Records of outlines for named regions
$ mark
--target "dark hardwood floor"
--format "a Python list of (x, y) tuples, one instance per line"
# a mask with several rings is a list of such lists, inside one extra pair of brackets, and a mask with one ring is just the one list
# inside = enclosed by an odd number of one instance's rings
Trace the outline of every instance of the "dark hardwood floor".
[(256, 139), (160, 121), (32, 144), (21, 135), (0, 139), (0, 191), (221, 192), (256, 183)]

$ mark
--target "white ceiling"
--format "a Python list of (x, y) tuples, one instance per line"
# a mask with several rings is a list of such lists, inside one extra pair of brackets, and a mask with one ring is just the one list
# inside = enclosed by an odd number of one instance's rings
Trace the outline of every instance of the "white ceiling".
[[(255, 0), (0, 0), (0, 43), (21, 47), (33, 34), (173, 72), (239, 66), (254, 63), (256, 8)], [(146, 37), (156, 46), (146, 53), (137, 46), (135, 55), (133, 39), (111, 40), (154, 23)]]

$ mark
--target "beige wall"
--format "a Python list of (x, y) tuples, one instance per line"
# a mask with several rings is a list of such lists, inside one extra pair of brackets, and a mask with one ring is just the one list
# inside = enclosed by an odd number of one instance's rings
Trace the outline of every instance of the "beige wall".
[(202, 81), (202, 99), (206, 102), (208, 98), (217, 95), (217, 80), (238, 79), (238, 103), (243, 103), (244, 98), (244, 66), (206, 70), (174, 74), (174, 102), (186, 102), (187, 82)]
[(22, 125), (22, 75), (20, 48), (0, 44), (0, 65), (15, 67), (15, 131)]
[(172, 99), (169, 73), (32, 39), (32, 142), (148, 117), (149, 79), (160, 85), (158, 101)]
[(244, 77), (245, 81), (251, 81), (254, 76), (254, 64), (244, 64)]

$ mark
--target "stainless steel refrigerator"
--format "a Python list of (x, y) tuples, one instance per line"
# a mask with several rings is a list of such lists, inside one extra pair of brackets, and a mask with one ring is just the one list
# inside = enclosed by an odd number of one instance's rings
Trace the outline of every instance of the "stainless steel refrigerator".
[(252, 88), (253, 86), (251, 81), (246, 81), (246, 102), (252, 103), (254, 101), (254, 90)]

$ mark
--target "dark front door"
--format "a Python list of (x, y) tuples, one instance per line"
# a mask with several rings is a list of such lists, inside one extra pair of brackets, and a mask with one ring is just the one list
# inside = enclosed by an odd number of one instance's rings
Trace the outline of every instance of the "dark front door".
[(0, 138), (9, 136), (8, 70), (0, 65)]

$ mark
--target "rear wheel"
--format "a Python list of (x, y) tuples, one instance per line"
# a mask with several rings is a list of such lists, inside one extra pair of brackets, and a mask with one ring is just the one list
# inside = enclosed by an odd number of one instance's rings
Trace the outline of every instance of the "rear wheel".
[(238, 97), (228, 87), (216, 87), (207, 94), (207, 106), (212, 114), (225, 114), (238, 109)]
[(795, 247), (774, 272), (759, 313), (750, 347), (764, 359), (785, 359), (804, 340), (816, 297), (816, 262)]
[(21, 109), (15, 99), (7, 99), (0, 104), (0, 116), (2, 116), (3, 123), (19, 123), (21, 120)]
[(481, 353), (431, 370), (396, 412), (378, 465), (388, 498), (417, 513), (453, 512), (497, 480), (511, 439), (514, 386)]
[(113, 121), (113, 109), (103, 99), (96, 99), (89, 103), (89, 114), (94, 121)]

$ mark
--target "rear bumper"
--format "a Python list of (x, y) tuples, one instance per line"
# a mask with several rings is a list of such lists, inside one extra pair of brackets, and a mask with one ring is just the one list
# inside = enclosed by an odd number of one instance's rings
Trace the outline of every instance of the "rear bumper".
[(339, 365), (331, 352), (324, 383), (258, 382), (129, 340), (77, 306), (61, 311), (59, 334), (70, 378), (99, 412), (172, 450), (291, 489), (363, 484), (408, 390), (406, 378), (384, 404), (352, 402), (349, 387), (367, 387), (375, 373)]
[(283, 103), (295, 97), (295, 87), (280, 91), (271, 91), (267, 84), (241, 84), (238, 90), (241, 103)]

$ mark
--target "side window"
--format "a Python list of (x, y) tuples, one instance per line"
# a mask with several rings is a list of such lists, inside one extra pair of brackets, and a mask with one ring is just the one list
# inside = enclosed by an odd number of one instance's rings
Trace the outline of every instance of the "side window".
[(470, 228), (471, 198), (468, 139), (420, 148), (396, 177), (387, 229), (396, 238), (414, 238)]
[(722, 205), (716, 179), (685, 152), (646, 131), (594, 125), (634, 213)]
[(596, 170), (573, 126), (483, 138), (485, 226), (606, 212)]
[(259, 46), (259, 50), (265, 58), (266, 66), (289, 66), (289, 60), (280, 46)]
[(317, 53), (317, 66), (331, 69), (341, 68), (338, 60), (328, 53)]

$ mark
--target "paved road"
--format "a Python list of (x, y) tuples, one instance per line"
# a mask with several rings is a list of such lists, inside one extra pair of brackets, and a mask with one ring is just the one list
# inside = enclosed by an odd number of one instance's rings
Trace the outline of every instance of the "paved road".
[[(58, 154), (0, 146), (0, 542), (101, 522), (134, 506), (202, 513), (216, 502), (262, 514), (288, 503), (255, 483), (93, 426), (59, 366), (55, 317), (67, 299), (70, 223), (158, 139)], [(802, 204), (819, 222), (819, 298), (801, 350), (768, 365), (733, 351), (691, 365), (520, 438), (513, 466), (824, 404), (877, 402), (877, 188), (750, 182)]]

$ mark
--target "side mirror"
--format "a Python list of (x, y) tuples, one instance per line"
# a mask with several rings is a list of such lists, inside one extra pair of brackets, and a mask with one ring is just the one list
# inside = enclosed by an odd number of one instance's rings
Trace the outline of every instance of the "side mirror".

> **TASK GOAL**: Recast these records as a numbered list, one line per item, with blank lines left out.

> **EXERCISE RESPONSE**:
1. $ mark
2. --target "dark hardwood floor"
3. --format "a Python list of (x, y) tuples, one instance per line"
4. # a mask with several rings is a list of such lists, inside one extra pair of brackets, and a mask with one ring is just the one list
5. # inside = enclosed by an odd number of one instance's rings
6. Trace the outline of every instance of the "dark hardwood floor".
7. [(256, 139), (160, 121), (32, 144), (21, 135), (0, 139), (0, 191), (221, 192), (256, 183)]
8. $ mark
9. --target "white ceiling"
10. --format "a Python list of (x, y) tuples, one instance per line"
11. # a mask with several rings is a list of such lists, inside one extra pair of brackets, and a mask with one ring is just the one list
12. # inside = enclosed by an odd number of one instance's rings
13. Trace the outline of every instance of the "white ceiling".
14. [[(255, 0), (0, 0), (0, 43), (21, 47), (33, 34), (173, 72), (239, 66), (254, 63), (256, 8)], [(146, 37), (156, 46), (146, 53), (137, 46), (135, 55), (133, 39), (111, 40), (154, 23)]]
15. $ mark
16. --target "beige wall"
17. --format "a Python list of (x, y) tuples, one instance per line"
18. # a mask with several rings is a list of such lists, inside one extra pair of brackets, and a mask with one ring is just the one list
19. # inside = enclosed by an odd number of one instance's rings
20. Trace the outline of every instance of the "beige wall".
21. [(202, 81), (202, 99), (206, 102), (208, 98), (217, 95), (217, 80), (238, 79), (238, 103), (243, 103), (244, 98), (244, 66), (206, 70), (174, 74), (174, 102), (186, 102), (187, 82)]
22. [(22, 125), (22, 75), (20, 48), (0, 44), (0, 65), (15, 67), (15, 131)]
23. [(172, 99), (169, 73), (32, 39), (32, 142), (148, 117), (149, 79), (160, 85), (158, 101)]
24. [(244, 77), (245, 81), (251, 81), (254, 76), (254, 64), (244, 64)]
25. $ mark
26. --target "stainless steel refrigerator"
27. --format "a Python list of (x, y) tuples, one instance per line"
28. # a mask with several rings is a list of such lists, inside one extra pair of brackets, and a mask with one ring is just the one list
29. # inside = enclosed by an odd number of one instance's rings
30. Trace the outline of every instance of the "stainless steel refrigerator".
31. [(252, 88), (253, 86), (251, 81), (246, 81), (246, 102), (252, 103), (254, 101), (254, 90)]
32. $ mark
33. --target "dark front door"
34. --format "a Python list of (x, y) tuples, one instance per line"
35. # a mask with several rings is a list of such lists, inside one extra pair of brackets, and a mask with one ring is just the one list
36. # inside = enclosed by an odd number of one instance's rings
37. Trace the outline of every instance of the "dark front door".
38. [(0, 138), (9, 136), (8, 70), (0, 65)]
39. $ mark
40. --target "rear wheel"
41. --format "a Python list of (x, y) tuples, one instance per line"
42. # a mask with several rings is a list of such lists, inside one extra pair of brackets, and a mask with one ring is just the one list
43. # inside = enclosed by an odd number of one instance's rings
44. Trace the outline of every instance of the "rear wheel".
45. [(238, 97), (228, 87), (216, 87), (207, 94), (207, 106), (212, 114), (225, 114), (238, 109)]
46. [(795, 247), (774, 272), (759, 313), (750, 347), (764, 359), (785, 359), (804, 340), (816, 297), (816, 262)]
47. [(21, 109), (15, 99), (7, 99), (0, 104), (0, 116), (2, 116), (3, 123), (19, 123), (21, 120)]
48. [(481, 353), (431, 370), (396, 412), (378, 465), (388, 498), (417, 513), (453, 512), (497, 480), (511, 439), (514, 386)]
49. [(113, 121), (113, 109), (103, 99), (96, 99), (89, 103), (89, 114), (94, 121)]
50. $ mark
51. --target "rear bumper"
52. --format "a Python list of (x, y) tuples, one instance per line"
53. # a mask with several rings is a list of such lists, inside one extra pair of brackets, and a mask with one ring is just the one list
54. # inside = enclosed by an odd number of one instance's rings
55. Trace the outline of every instance of the "rear bumper".
56. [(339, 365), (331, 352), (324, 383), (258, 382), (129, 340), (77, 306), (61, 311), (59, 334), (70, 378), (99, 412), (172, 450), (291, 489), (363, 484), (408, 390), (406, 378), (384, 404), (352, 402), (349, 387), (367, 387), (375, 373)]
57. [(283, 103), (295, 97), (295, 87), (280, 91), (271, 91), (267, 84), (241, 84), (238, 90), (241, 103)]
58. $ mark
59. --target "side window"
60. --format "a Python list of (x, y) tuples, one instance per line"
61. # a mask with several rings is a list of such lists, inside one extra pair of brackets, and a mask with one ring is just the one list
62. # inside = enclosed by an odd number of one instance's rings
63. Trace the outline of every instance of the "side window".
64. [(470, 228), (471, 198), (468, 139), (420, 148), (396, 177), (387, 229), (396, 238), (414, 238)]
65. [(722, 205), (716, 179), (685, 152), (646, 131), (594, 125), (634, 213)]
66. [(596, 170), (573, 126), (483, 138), (485, 226), (606, 212)]
67. [(259, 46), (259, 50), (265, 58), (266, 66), (289, 66), (289, 60), (280, 46)]
68. [(317, 53), (317, 66), (331, 69), (341, 68), (338, 60), (328, 53)]
69. $ mark
70. --target "paved road"
71. --format "a Python list of (x, y) tuples, one instance per line"
72. # a mask with several rings is a list of such lists, inside one extra pair of brackets, and a mask with one ring is just the one list
73. # inside = enclosed by an odd number of one instance's rings
74. Trace the outline of every instance of the "paved road".
75. [[(58, 154), (0, 146), (0, 542), (101, 522), (134, 506), (202, 513), (216, 502), (262, 514), (288, 503), (255, 483), (93, 426), (59, 366), (55, 317), (67, 299), (70, 223), (158, 139)], [(802, 204), (819, 222), (819, 298), (801, 350), (768, 365), (733, 351), (691, 365), (520, 438), (513, 466), (824, 404), (877, 402), (877, 188), (750, 182)]]
76. $ mark
77. --target "side mirror"
78. --format "a Python list of (x, y) tuples, one instance per line"
79. # a mask with several rings is a list of such lists, inside one extra pair of brackets, and a mask with one ring is just the one list
80. # inside = enclosed by an odd number of one instance's rings
81. Trace the outline of every instance of the "side mirror".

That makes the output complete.